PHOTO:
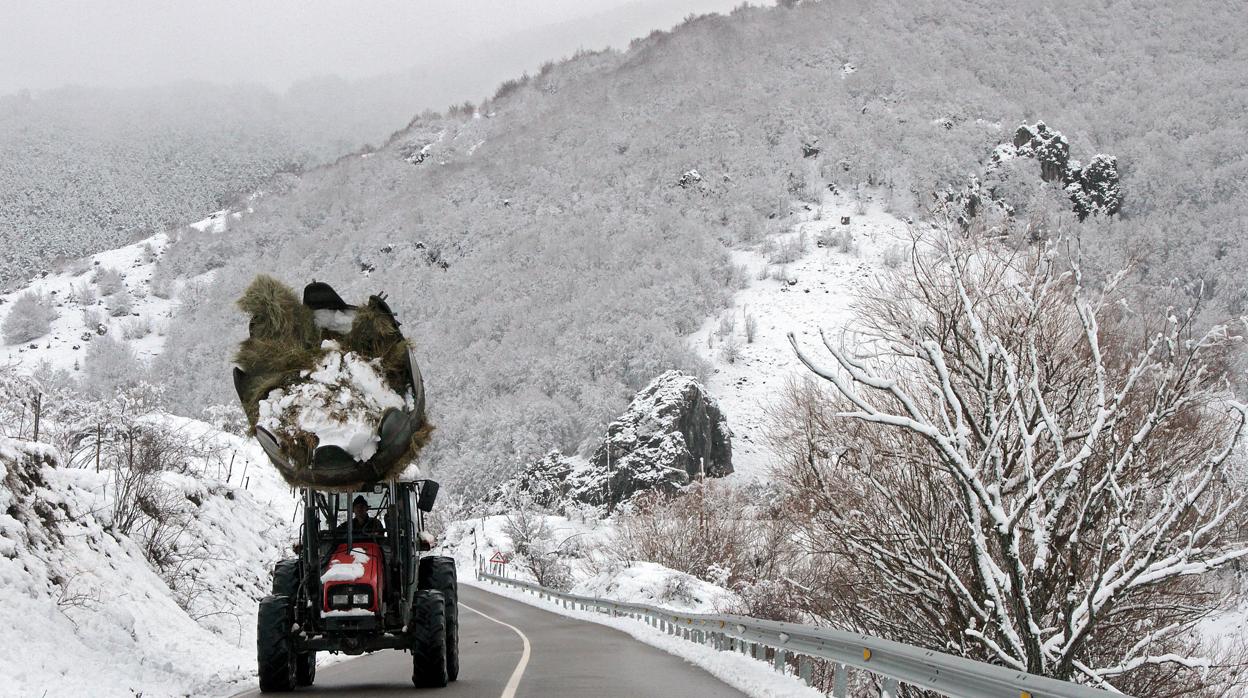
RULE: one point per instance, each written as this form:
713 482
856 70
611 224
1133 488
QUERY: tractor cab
361 583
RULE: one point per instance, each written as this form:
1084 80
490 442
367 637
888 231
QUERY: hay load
331 390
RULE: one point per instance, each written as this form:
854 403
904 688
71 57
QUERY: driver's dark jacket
370 527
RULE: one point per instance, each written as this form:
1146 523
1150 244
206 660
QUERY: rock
689 179
670 435
1095 189
546 482
1047 146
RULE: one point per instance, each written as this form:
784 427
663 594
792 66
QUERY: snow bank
87 614
749 676
585 547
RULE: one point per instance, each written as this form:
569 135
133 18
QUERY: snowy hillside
110 602
116 292
800 281
584 551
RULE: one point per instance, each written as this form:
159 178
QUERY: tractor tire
305 668
286 578
438 572
427 632
275 653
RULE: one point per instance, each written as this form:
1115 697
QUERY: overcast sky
48 44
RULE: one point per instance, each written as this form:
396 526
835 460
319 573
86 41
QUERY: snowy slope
585 546
89 614
814 291
142 325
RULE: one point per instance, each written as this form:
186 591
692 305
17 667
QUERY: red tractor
361 583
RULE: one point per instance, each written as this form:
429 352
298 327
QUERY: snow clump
340 403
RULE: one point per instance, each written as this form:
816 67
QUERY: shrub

*Exercise requirements*
Without the pictures, give the entries above back exactly.

*Written answer*
PHOTO:
RULE: one point per instance, each written as this form:
713 482
856 70
611 224
1133 488
QUERY: tractor cab
361 583
RULE: one point per instance, each written as this form:
1084 80
490 442
367 637
888 231
QUERY: hay load
331 390
RULE: one point per instance, each written as this form:
854 403
904 688
71 57
QUERY: driver's dark jacket
370 527
RULE: one point per instance, each written as this form:
1146 523
1150 244
206 660
QUERY: rock
689 179
670 435
1095 189
546 482
1047 146
RULE: one point per instance, each written as this form:
784 427
663 594
792 66
QUERY: snow bank
87 614
749 676
585 547
RULE: one point per instance, each written as this form:
569 135
133 18
QUERY: snowy hillside
110 602
116 292
800 281
584 551
RULE: one point per instance, each written as this form:
159 178
QUERY: tractor tire
305 668
286 578
438 572
427 632
275 653
RULE: one point per instance, each written as this form:
1115 697
QUERY: overcast sky
48 44
RULE: one point per instance, each written as this form:
396 526
835 460
319 573
86 41
QUERY: snowy slope
585 546
89 614
814 291
142 325
RULE: one point per instance, each written as this form:
186 591
692 305
17 667
QUERY: red tractor
361 583
RULE: one point per instance, each written as this form:
429 352
298 327
QUERY: snow clump
340 403
RULE: one point per instance, each written as this form:
816 67
QUERY: shrub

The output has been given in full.